WAS ZU TUN IST
1/ Gib aus dem Text über gerechte Stadtplanung den Abschnitt wortgetreu wieder, der mit den Worten "Wenn Eva Kail" beginnt und mit den Worten "Fußballkäfigen oder Basketballkörben." endet.
2/ Schreibe den Text über gerechte Stadtplanung im Anschluss an seinen letzten Satz weiter.

-------- ZITIERTER TEXTAUSZUG

Spielplätze werden für Jungen konzipiert, Verkehrswege sind auf Autofahrer zugeschnitten, Menschen mit fremdländischen Namen finden keine Wohnung. In Städten geht es oft ungerecht zu - Stadtplaner wollen das ändern.


Wenn Eva Kail morgens von ihrer Wohnung in Wiens viertem Bezirk zur Arbeit ins Rathaus fährt, kommt sie an einem besonderen Spielplatz vorbei. Das Areal im Alois-Drasche-Park wurde 2003 auf ihre Initiative hin umgestaltet - und zwar so, dass vor allem Mädchen sich dort wohlfühlen. Sozialwissenschaftlerinnen hatten Ende der 1990er-Jahre festgestellt, dass sich ab einem Alter von etwa zehn Jahren fast nur noch Jungen auf Spielflächen und in Parks tummelten. Denn diese seien vor allem für männliche Jugendliche ausgestattet; etwa mit Fußballkäfigen oder Basketballkörben.


Vor der Umgestaltung des Parks ließ Kail deshalb etwa 60 9- bis 14-Jährige nach ihren Wünschen befragen - und sicherstellen, dass die Mädchen dabei zu Wort kommen. Das Ergebnis ist ein Spielplatz, der auch ruhigere Rückzugsorte bietet: Hängematten, ein Baumhaus und ein Labyrinth aus Büschen.

----------------
-------- GESPEICHERTE DATEN

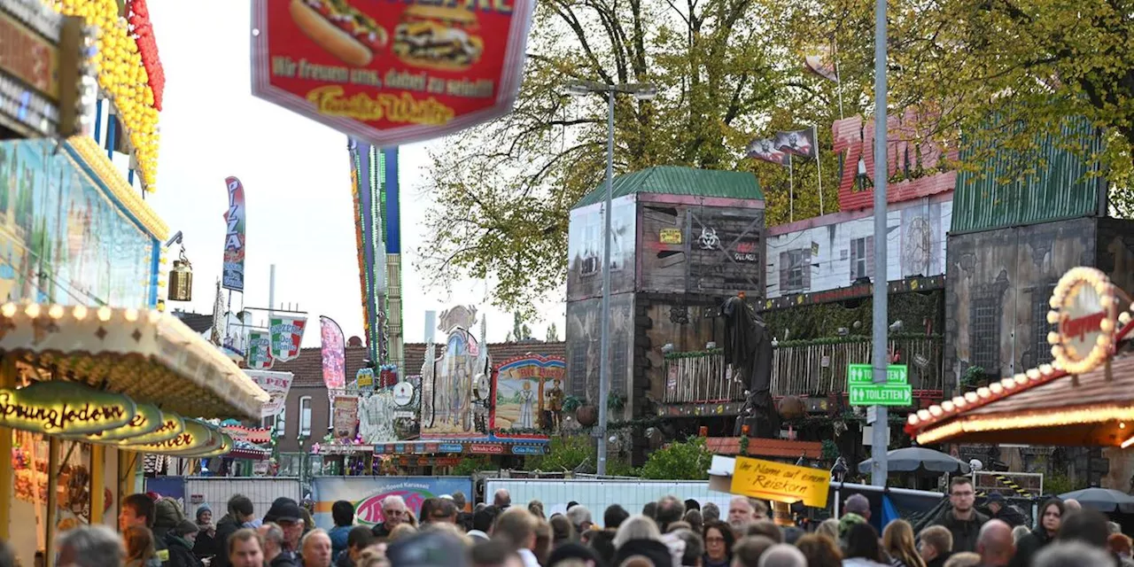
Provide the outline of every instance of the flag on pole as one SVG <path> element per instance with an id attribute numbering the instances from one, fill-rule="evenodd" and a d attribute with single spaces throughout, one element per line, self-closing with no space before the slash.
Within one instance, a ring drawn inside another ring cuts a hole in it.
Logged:
<path id="1" fill-rule="evenodd" d="M 802 130 L 777 132 L 773 146 L 801 158 L 819 158 L 818 129 L 812 126 Z"/>
<path id="2" fill-rule="evenodd" d="M 803 57 L 803 66 L 827 81 L 838 83 L 839 74 L 835 67 L 833 51 L 830 46 L 813 45 L 807 49 L 807 54 Z"/>
<path id="3" fill-rule="evenodd" d="M 748 147 L 745 149 L 744 154 L 752 159 L 776 163 L 777 166 L 787 166 L 787 153 L 779 150 L 776 146 L 776 142 L 771 138 L 753 139 L 748 143 Z"/>
<path id="4" fill-rule="evenodd" d="M 323 384 L 328 390 L 342 389 L 347 383 L 346 345 L 342 329 L 329 316 L 320 316 L 323 355 Z"/>

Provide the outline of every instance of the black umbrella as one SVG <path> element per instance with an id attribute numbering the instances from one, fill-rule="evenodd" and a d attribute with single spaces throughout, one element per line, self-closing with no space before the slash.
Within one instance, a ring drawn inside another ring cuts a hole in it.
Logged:
<path id="1" fill-rule="evenodd" d="M 924 447 L 894 449 L 886 454 L 886 460 L 891 473 L 914 473 L 921 476 L 940 476 L 945 473 L 968 474 L 968 463 Z M 869 473 L 873 464 L 873 459 L 858 463 L 858 472 Z"/>
<path id="2" fill-rule="evenodd" d="M 1083 489 L 1059 494 L 1060 500 L 1078 500 L 1086 508 L 1099 511 L 1134 511 L 1134 497 L 1110 489 Z"/>

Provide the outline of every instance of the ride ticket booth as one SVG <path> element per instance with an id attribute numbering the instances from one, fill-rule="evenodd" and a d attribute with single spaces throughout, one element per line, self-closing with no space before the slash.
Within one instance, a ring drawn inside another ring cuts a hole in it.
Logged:
<path id="1" fill-rule="evenodd" d="M 208 458 L 232 438 L 205 422 L 268 401 L 217 347 L 156 310 L 0 306 L 0 539 L 24 565 L 58 534 L 117 526 L 144 454 Z"/>
<path id="2" fill-rule="evenodd" d="M 909 414 L 921 445 L 1134 446 L 1131 298 L 1105 273 L 1074 268 L 1050 301 L 1053 361 Z"/>

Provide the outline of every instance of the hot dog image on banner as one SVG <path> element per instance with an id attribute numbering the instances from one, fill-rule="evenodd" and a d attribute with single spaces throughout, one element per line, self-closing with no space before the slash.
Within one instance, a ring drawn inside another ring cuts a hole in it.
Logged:
<path id="1" fill-rule="evenodd" d="M 252 94 L 378 146 L 511 111 L 534 0 L 253 0 Z"/>
<path id="2" fill-rule="evenodd" d="M 299 344 L 303 342 L 303 331 L 306 328 L 307 318 L 305 316 L 272 315 L 269 318 L 271 357 L 279 362 L 288 362 L 299 356 Z"/>
<path id="3" fill-rule="evenodd" d="M 228 211 L 225 212 L 225 289 L 244 291 L 244 185 L 235 177 L 225 179 L 228 186 Z"/>

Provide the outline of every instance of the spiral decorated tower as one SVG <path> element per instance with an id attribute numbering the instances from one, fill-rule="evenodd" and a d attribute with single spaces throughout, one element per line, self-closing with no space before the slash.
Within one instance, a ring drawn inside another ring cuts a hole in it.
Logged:
<path id="1" fill-rule="evenodd" d="M 401 331 L 401 222 L 398 149 L 350 139 L 363 324 L 378 386 L 390 386 L 404 364 Z"/>

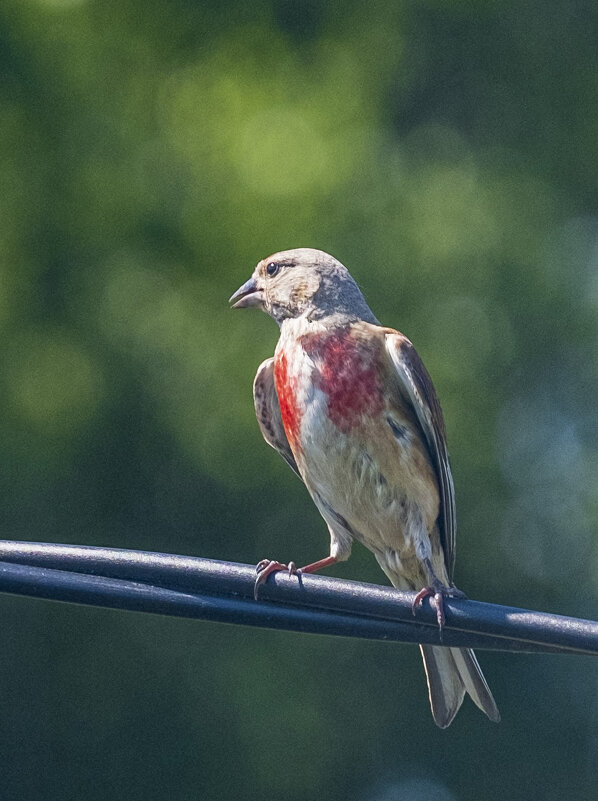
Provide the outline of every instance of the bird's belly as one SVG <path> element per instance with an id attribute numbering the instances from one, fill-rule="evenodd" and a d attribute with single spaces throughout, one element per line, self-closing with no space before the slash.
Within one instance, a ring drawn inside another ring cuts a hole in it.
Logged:
<path id="1" fill-rule="evenodd" d="M 301 423 L 297 462 L 329 523 L 334 513 L 376 554 L 406 555 L 433 527 L 437 498 L 429 497 L 421 475 L 412 469 L 409 446 L 400 452 L 392 435 L 385 437 L 385 425 L 383 417 L 364 418 L 342 431 L 330 420 L 326 396 L 315 389 Z M 389 460 L 392 470 L 386 469 Z"/>

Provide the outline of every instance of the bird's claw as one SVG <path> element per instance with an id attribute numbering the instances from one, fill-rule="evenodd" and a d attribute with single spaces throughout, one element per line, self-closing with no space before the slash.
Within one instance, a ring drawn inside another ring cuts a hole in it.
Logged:
<path id="1" fill-rule="evenodd" d="M 257 576 L 253 585 L 253 597 L 256 601 L 260 584 L 263 584 L 271 573 L 280 573 L 283 570 L 288 572 L 289 576 L 299 573 L 294 562 L 289 562 L 288 565 L 285 565 L 284 562 L 277 562 L 275 559 L 262 559 L 257 563 L 255 567 Z"/>
<path id="2" fill-rule="evenodd" d="M 438 622 L 438 629 L 440 631 L 440 639 L 442 640 L 442 629 L 444 628 L 445 615 L 444 615 L 444 599 L 448 598 L 466 598 L 464 592 L 458 590 L 455 586 L 445 587 L 443 584 L 434 584 L 431 587 L 424 587 L 421 589 L 411 605 L 411 611 L 416 614 L 417 608 L 421 606 L 424 598 L 433 598 L 434 606 L 436 607 L 436 621 Z"/>

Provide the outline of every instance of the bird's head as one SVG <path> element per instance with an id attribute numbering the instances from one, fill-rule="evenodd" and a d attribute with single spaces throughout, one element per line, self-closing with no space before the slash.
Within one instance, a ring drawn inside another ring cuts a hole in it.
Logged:
<path id="1" fill-rule="evenodd" d="M 257 306 L 279 325 L 302 315 L 377 322 L 347 268 L 313 248 L 283 250 L 262 259 L 230 303 L 233 309 Z"/>

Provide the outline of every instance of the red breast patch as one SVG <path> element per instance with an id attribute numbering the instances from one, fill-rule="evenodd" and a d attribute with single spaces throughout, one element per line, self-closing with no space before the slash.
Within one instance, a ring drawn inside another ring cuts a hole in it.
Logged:
<path id="1" fill-rule="evenodd" d="M 282 424 L 289 445 L 295 449 L 299 442 L 301 412 L 297 405 L 297 379 L 289 375 L 287 355 L 284 351 L 278 354 L 274 362 L 274 384 L 278 395 Z"/>
<path id="2" fill-rule="evenodd" d="M 375 346 L 353 336 L 350 328 L 301 337 L 316 365 L 315 382 L 328 396 L 328 417 L 341 431 L 384 407 Z"/>

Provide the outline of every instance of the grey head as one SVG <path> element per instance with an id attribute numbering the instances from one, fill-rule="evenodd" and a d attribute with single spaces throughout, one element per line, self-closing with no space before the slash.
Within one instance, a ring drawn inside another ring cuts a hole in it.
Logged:
<path id="1" fill-rule="evenodd" d="M 230 303 L 233 309 L 261 308 L 278 325 L 301 316 L 339 323 L 378 322 L 347 268 L 313 248 L 282 250 L 262 259 Z"/>

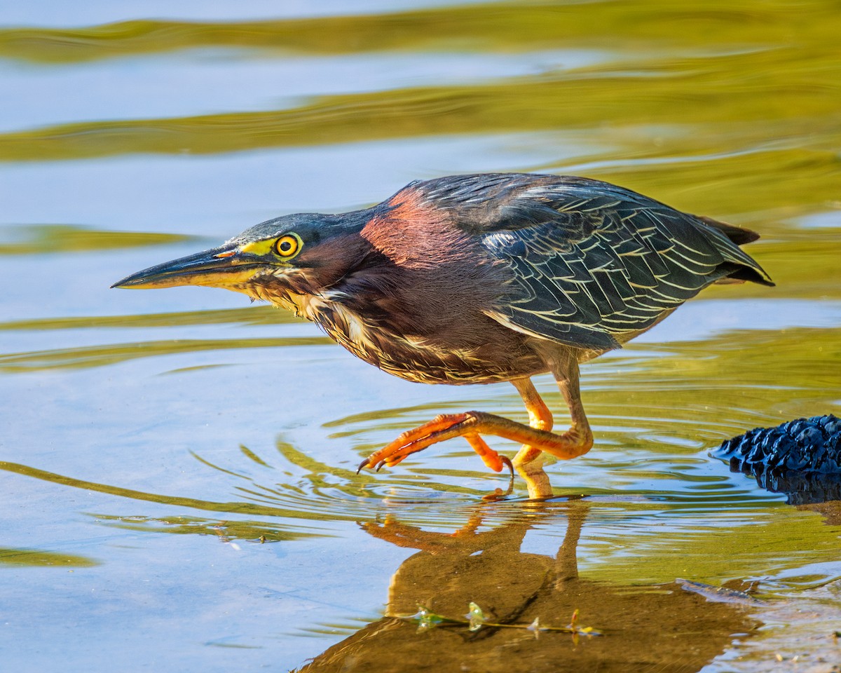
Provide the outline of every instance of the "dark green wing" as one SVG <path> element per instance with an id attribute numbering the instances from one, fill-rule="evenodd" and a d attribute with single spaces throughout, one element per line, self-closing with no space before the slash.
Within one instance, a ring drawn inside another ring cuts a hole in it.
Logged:
<path id="1" fill-rule="evenodd" d="M 519 331 L 613 348 L 722 278 L 771 284 L 724 233 L 752 232 L 615 185 L 523 174 L 457 180 L 452 215 L 512 272 L 488 315 Z"/>

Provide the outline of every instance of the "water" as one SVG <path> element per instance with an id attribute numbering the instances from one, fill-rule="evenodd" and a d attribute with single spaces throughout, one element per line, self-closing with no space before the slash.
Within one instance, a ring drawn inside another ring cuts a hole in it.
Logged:
<path id="1" fill-rule="evenodd" d="M 841 660 L 837 508 L 787 506 L 706 454 L 841 411 L 837 7 L 276 4 L 0 10 L 7 665 Z M 474 171 L 588 175 L 755 229 L 778 284 L 706 290 L 585 365 L 596 446 L 549 466 L 550 503 L 521 482 L 483 501 L 505 479 L 458 441 L 355 474 L 442 411 L 524 419 L 509 385 L 406 383 L 230 293 L 108 289 L 269 217 Z M 765 604 L 678 578 L 758 582 Z M 387 616 L 470 601 L 523 624 L 579 608 L 606 634 L 417 635 Z"/>

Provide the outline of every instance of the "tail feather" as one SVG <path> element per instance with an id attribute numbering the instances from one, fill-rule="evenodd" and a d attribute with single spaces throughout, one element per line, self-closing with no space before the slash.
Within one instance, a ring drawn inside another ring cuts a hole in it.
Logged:
<path id="1" fill-rule="evenodd" d="M 695 217 L 710 229 L 727 236 L 727 241 L 721 240 L 716 245 L 724 258 L 727 260 L 725 262 L 727 273 L 716 281 L 717 283 L 743 283 L 747 280 L 771 288 L 775 286 L 775 284 L 771 280 L 770 276 L 756 262 L 756 260 L 738 247 L 738 246 L 743 246 L 745 243 L 754 242 L 759 237 L 759 234 L 749 229 L 743 229 L 740 226 L 719 222 L 711 217 L 704 217 L 703 215 L 695 215 Z M 727 241 L 735 245 L 730 245 Z"/>

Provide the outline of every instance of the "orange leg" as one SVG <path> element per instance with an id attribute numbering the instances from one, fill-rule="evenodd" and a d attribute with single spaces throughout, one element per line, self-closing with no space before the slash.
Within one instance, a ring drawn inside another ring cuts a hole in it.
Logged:
<path id="1" fill-rule="evenodd" d="M 548 408 L 532 382 L 528 379 L 520 379 L 513 383 L 526 403 L 530 425 L 483 411 L 442 414 L 420 427 L 404 432 L 388 446 L 372 453 L 362 461 L 359 469 L 365 467 L 379 469 L 383 465 L 391 467 L 406 456 L 438 442 L 464 437 L 485 464 L 499 471 L 507 458 L 504 460 L 479 437 L 482 434 L 496 435 L 523 444 L 514 458 L 514 466 L 526 480 L 529 497 L 551 496 L 552 486 L 543 471 L 541 453 L 545 451 L 569 460 L 586 453 L 593 445 L 593 435 L 581 405 L 574 352 L 564 351 L 559 356 L 547 358 L 547 364 L 569 408 L 572 425 L 565 432 L 553 434 L 550 432 L 553 421 Z"/>

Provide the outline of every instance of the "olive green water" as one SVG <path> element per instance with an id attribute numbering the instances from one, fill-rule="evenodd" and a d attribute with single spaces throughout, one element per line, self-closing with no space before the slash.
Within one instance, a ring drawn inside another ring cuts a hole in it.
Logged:
<path id="1" fill-rule="evenodd" d="M 841 515 L 706 452 L 841 413 L 838 35 L 832 2 L 4 6 L 4 670 L 833 670 Z M 505 480 L 458 441 L 355 474 L 442 411 L 523 420 L 510 385 L 400 381 L 221 290 L 108 289 L 484 171 L 755 229 L 778 284 L 710 289 L 585 365 L 596 446 L 549 466 L 544 505 L 483 501 Z M 470 601 L 606 635 L 389 617 Z"/>

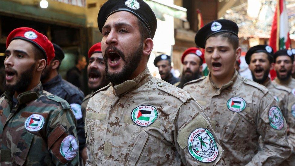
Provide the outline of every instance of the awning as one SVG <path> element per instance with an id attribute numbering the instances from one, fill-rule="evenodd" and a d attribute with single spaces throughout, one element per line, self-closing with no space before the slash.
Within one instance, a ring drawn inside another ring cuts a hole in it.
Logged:
<path id="1" fill-rule="evenodd" d="M 176 18 L 184 21 L 186 20 L 186 9 L 175 5 L 166 4 L 155 0 L 144 0 L 154 13 L 156 17 L 162 21 L 165 21 L 163 16 L 165 14 Z"/>

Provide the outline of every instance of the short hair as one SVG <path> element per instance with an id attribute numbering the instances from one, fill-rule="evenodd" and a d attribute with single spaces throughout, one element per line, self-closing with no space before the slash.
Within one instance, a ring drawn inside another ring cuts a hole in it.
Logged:
<path id="1" fill-rule="evenodd" d="M 239 47 L 239 37 L 232 33 L 222 32 L 213 34 L 210 37 L 217 37 L 219 36 L 227 38 L 229 42 L 232 45 L 232 47 L 235 50 L 236 50 Z"/>

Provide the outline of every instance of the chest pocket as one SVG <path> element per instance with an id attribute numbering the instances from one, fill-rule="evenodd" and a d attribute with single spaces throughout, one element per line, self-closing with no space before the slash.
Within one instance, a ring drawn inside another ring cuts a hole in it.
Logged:
<path id="1" fill-rule="evenodd" d="M 175 152 L 140 127 L 136 127 L 137 130 L 132 136 L 122 164 L 173 165 L 175 160 Z"/>

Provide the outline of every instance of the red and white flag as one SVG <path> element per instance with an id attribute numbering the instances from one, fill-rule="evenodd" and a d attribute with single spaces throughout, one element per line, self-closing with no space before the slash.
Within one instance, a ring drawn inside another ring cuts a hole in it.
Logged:
<path id="1" fill-rule="evenodd" d="M 289 25 L 285 1 L 285 0 L 277 0 L 269 39 L 269 45 L 272 48 L 274 53 L 290 47 Z M 277 76 L 274 70 L 271 71 L 270 74 L 272 80 Z"/>

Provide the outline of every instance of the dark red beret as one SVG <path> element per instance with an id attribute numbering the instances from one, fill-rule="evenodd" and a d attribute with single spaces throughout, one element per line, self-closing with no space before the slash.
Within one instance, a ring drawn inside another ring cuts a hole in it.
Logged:
<path id="1" fill-rule="evenodd" d="M 189 54 L 193 54 L 196 55 L 201 58 L 201 59 L 203 61 L 203 63 L 205 62 L 205 59 L 203 52 L 196 47 L 191 47 L 184 51 L 184 52 L 182 54 L 182 56 L 181 57 L 181 63 L 182 64 L 183 64 L 184 57 Z"/>
<path id="2" fill-rule="evenodd" d="M 90 58 L 93 53 L 96 52 L 102 52 L 101 43 L 100 42 L 92 46 L 88 51 L 88 57 Z"/>
<path id="3" fill-rule="evenodd" d="M 54 57 L 54 50 L 51 42 L 46 36 L 36 30 L 29 28 L 21 27 L 12 31 L 7 37 L 6 41 L 7 48 L 11 41 L 16 39 L 21 39 L 30 42 L 43 51 L 46 56 L 45 59 L 49 64 Z"/>

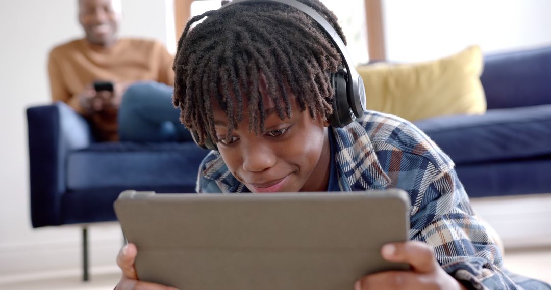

----------------

ERGEBNISSE JE AUFGABE
1/
Wenn Eva Kail morgens von ihrer Wohnung in Wiens viertem Bezirk zur Arbeit ins Rathaus fährt, kommt sie an einem besonderen Spielplatz vorbei. Das Areal im Alois-Drasche-Park wurde 2003 auf ihre Initiative hin umgestaltet - und zwar so, dass vor allem Mädchen sich dort wohlfühlen. Sozialwissenschaftlerinnen hatten Ende der 1990er-Jahre festgestellt, dass sich ab einem Alter von etwa zehn Jahren fast nur noch Jungen auf Spielflächen und in Parks tummelten. Denn diese seien vor allem für männliche Jugendliche ausgestattet; etwa mit Fußballkäfigen oder Basketballkörben.

2/
Diese Gleichberechtigung ist bei Eva Kail Programm. Seit mehr als drei Jahrzehnten setzt sich die Stadtplanerin dafür ein, dass Wien sicherer und lebenswerter wird; gerade für Frauen. Denn Städte, so sieht sie es, wurden von Männern geplant und bedienen daher vor allem deren Bedürfnisse. Das will Kail ändern. Als Obersenatsrätin und Expertin für Gender Planning der Baudirektion Wien hat sie die feministische Stadtplanung populär gemacht - und kann damit als Vorreiterin einer Vision gelten, die aktueller ist denn je: Es geht um eine „Stadt für alle".


Prognosen zufolge sollen im Jahr 2050 knapp zwei Drittel der Weltbevölkerung in urbanen Gebieten wohnen. Umso wichtiger ist es, die rasant wachsenden Metropolen nachhaltig zu gestalten - gerade mit Blick auf das soziale Miteinander. Das finden nicht nur einzelne Experten wie Kail, sondern auch die Vereinten Nationen: In ihrer Agenda 2030, einem Aktionsprogramm für bessere Städte, fordern sie „Gleichberechtigung der Geschlechter", „reduzierte Ungleichheiten" und „Frieden und Gerechtigkeit". Doch warum werden bestimmte Bewohner in Städten überhaupt benachteiligt - und wie ließe sich das ändern?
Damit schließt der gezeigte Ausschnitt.